Stored entries:
--- START ---

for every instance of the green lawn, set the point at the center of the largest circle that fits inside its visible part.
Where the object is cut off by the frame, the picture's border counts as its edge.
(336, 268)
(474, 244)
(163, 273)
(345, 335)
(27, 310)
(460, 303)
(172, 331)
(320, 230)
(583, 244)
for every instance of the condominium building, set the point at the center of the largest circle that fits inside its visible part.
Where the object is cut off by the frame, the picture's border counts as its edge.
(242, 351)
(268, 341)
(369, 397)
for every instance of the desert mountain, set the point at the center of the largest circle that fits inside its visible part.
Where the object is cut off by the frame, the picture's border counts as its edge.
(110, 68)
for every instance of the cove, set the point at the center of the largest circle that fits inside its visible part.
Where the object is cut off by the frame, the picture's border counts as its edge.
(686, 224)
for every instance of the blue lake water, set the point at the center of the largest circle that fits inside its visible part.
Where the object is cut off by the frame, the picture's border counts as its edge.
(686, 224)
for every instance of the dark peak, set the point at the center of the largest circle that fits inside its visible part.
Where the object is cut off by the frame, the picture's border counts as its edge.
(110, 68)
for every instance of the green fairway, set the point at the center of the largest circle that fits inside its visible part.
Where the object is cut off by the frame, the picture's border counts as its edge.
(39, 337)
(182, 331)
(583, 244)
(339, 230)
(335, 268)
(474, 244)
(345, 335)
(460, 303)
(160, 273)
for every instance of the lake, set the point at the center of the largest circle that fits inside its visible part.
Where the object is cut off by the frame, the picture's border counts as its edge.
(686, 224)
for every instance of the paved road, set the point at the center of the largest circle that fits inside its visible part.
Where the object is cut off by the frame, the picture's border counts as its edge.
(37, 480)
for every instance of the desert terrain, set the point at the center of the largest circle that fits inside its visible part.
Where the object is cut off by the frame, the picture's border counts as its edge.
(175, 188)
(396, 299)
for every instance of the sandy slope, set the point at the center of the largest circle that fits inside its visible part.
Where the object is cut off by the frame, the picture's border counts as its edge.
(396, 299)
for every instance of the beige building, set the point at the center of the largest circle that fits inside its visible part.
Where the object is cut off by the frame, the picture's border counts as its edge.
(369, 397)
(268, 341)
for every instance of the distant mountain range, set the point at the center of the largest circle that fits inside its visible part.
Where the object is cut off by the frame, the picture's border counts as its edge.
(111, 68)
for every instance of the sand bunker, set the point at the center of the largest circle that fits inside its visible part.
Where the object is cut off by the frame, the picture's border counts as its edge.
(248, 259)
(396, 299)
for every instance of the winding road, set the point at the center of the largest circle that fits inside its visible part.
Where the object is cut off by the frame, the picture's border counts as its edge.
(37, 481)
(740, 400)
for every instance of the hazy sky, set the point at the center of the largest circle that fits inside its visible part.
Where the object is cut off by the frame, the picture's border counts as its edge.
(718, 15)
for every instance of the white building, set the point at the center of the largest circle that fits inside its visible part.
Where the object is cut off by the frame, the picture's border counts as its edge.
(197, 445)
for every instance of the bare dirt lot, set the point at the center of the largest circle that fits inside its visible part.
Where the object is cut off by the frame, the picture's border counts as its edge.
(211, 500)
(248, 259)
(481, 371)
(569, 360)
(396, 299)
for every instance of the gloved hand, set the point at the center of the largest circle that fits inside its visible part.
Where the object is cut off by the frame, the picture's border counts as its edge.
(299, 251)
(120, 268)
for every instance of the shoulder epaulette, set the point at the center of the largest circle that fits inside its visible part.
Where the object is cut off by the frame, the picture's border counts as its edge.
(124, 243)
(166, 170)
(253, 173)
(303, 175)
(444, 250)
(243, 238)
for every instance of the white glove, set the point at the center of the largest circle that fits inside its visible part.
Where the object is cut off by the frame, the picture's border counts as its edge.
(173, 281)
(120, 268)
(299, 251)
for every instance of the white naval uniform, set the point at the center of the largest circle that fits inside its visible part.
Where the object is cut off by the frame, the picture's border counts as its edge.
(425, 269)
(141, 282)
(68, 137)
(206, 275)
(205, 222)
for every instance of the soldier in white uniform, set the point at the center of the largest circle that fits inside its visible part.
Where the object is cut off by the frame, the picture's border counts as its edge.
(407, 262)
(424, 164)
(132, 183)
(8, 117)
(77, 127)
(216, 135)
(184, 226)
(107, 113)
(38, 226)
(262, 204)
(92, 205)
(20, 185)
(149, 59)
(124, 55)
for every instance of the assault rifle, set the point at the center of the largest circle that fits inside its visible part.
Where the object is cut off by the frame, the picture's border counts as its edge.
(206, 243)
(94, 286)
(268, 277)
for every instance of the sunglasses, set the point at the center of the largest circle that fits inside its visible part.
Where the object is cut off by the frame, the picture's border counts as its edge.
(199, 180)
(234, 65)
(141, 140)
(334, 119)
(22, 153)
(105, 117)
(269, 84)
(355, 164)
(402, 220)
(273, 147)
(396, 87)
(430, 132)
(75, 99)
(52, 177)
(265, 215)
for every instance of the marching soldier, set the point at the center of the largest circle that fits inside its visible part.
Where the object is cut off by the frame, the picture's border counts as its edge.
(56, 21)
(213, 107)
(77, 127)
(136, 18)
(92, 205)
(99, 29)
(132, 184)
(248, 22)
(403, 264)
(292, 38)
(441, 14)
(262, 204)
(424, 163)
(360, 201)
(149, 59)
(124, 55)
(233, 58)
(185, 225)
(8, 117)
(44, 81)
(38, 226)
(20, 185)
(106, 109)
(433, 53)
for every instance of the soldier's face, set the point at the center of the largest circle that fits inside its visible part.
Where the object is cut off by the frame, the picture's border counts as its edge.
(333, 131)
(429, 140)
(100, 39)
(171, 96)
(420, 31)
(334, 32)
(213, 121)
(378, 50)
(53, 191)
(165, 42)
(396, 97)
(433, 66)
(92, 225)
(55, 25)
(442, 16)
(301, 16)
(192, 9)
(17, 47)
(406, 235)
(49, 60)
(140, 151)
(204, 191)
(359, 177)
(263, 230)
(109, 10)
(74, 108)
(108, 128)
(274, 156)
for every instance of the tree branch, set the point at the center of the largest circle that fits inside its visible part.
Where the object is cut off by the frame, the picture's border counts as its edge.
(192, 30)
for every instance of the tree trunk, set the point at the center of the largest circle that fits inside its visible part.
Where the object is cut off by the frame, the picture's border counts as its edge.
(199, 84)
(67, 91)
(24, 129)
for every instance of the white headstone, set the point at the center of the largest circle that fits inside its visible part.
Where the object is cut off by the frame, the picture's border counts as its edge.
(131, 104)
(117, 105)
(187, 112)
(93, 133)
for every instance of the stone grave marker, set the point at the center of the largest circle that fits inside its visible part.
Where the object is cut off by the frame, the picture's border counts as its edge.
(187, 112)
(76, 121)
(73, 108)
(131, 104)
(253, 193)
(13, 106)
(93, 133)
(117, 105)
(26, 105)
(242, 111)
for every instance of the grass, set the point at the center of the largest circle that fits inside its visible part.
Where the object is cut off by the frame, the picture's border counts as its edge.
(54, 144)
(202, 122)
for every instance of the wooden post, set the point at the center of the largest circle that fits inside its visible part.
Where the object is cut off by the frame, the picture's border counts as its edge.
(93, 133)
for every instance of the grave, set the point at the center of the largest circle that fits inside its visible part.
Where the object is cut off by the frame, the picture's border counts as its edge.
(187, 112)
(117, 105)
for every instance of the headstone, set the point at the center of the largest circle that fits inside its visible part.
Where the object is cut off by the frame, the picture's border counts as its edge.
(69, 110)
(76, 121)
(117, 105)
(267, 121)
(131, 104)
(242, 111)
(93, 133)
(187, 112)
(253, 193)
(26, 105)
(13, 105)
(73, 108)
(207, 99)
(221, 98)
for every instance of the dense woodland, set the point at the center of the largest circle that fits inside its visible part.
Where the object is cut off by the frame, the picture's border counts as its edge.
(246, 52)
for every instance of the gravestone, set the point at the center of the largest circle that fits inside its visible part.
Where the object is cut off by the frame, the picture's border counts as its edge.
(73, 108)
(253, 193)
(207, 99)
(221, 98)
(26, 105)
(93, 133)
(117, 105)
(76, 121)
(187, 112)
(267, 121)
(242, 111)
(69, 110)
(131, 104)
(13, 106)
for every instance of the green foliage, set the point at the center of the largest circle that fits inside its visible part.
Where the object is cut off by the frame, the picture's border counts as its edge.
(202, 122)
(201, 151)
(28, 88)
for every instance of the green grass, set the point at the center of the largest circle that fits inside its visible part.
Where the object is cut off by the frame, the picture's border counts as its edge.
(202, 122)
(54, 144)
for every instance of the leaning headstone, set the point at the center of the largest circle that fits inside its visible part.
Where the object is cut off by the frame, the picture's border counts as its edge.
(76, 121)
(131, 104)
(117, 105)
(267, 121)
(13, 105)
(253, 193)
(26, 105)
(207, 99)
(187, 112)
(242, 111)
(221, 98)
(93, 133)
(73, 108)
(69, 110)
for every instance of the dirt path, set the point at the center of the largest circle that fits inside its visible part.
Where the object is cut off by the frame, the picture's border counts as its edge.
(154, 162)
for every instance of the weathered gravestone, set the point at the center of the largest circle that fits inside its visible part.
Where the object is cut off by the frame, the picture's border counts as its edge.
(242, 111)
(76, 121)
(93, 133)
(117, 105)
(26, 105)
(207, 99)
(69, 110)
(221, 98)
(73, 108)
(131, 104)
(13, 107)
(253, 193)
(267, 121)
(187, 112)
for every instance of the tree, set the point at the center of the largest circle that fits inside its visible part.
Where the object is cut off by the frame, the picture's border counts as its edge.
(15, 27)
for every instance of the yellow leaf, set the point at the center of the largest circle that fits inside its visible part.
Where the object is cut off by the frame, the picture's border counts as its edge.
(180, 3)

--- END ---

Your objective —
Only lines that contain the string "lake" count; pick each one out of the records and copy it.

Your response —
for every instance of the blue lake water, set the point at the center of the largest circle that fits inside its visible part.
for every instance of the lake, set the point at the center of the largest circle that fits inside its visible part.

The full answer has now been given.